§ Extracted data entries
Content starts
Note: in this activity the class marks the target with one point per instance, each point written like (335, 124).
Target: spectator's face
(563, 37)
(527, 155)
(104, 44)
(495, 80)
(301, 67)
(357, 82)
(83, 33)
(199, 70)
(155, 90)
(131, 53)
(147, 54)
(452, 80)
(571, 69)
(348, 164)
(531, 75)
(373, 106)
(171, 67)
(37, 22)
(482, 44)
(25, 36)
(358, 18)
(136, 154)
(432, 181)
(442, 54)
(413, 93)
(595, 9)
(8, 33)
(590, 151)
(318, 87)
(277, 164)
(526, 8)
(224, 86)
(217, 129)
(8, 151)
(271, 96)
Content ends
§ ACTIVITY
Retype every entry exactly.

§ RESULT
Note: in this activity the class marks the target with one point per instance, each point written like (335, 124).
Target: spectator's face
(563, 37)
(527, 155)
(104, 44)
(495, 80)
(301, 67)
(357, 82)
(83, 33)
(199, 70)
(155, 90)
(131, 53)
(147, 54)
(452, 80)
(571, 69)
(348, 164)
(531, 75)
(373, 106)
(171, 67)
(37, 22)
(482, 44)
(25, 36)
(358, 18)
(136, 154)
(432, 181)
(442, 54)
(413, 93)
(595, 9)
(8, 33)
(590, 151)
(318, 87)
(277, 164)
(526, 8)
(224, 86)
(217, 129)
(8, 151)
(271, 96)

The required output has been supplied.